[Opening Text excerpt section]

WINDS OF CHANGE: In the opening days of 2024, Sir Lucian Grainge hailed the beginning of a new era for the biz with a manifesto about the “transformative” year ahead. It proffered the anticipated beats about artist-friendly DSP reforms, technological opportunities and challenges, and the super-serving of superfans.
Robert Kyncl, for his part, delivered a Google-ish set of best practices and areas of focus for this “first year of the next 10.” But bizniks are reading between the lines of these broadsides and intuiting that other kinds of change are afoot.
A 1/12 Bloomberg report citing sources asserting that UMG would be cutting “hundreds” of staff in Q1, largely in recorded music, presumably confirmed this. Flattening growth—and the delay before DSP fee increases and other improvements appear in the bottom line—were cited as reasons to trim. In the fall, Sir Grainge had referred to a “cut-to-grow strategy.” (WMG made a 4% reduction in headcount in Q1 of 2023.)
Most of the big media and tech companies have recently cut costs by reducing overhead; the video-on-demand streaming subscription services spent mountains of money over the past few years but struggled to generate sufficient revenue. This was also in part because production was so severely hampered during the COVID era—and then two major strikes shut things down again. Rising interest rates also played a role in the economic equation. Downsizing was increasingly inevitable, particularly given that these companies or their corporate parents are publicly traded.

[Closing Text excerpt section]

What you are asked to do: Return the portion of the music-business column that runs from "WINDS OF CHANGE: In" up to and including "super-serving of superfans.", copied word for word.

[Opening Dataset entries section]

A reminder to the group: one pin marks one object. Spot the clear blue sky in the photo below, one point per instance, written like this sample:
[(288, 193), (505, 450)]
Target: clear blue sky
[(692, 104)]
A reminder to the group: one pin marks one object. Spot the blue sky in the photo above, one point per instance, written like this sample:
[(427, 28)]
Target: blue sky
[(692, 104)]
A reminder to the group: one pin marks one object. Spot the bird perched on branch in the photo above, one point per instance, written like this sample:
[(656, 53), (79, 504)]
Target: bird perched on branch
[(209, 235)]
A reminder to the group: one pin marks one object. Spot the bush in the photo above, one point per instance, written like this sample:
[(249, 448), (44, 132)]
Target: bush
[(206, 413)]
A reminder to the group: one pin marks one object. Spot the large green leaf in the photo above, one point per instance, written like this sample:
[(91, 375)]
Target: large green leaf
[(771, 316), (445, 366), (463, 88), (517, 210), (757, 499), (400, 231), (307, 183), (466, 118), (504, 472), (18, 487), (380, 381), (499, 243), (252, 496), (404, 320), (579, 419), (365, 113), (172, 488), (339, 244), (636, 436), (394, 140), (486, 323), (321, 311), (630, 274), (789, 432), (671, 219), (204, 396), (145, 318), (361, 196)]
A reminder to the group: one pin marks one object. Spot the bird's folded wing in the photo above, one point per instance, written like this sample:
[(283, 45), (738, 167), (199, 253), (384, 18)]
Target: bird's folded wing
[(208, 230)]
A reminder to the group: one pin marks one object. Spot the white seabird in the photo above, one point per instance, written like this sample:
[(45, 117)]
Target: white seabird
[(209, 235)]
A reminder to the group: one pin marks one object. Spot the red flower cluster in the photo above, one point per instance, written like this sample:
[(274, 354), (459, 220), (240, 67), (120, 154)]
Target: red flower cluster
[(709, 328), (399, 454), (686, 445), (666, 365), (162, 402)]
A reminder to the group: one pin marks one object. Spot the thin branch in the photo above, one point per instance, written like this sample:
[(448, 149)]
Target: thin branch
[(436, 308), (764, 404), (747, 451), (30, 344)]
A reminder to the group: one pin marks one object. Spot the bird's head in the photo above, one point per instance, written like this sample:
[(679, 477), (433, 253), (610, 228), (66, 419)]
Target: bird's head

[Closing Dataset entries section]

Answer to this exercise:
WINDS OF CHANGE: In the opening days of 2024, Sir Lucian Grainge hailed the beginning of a new era for the biz with a manifesto about the “transformative” year ahead. It proffered the anticipated beats about artist-friendly DSP reforms, technological opportunities and challenges, and the super-serving of superfans.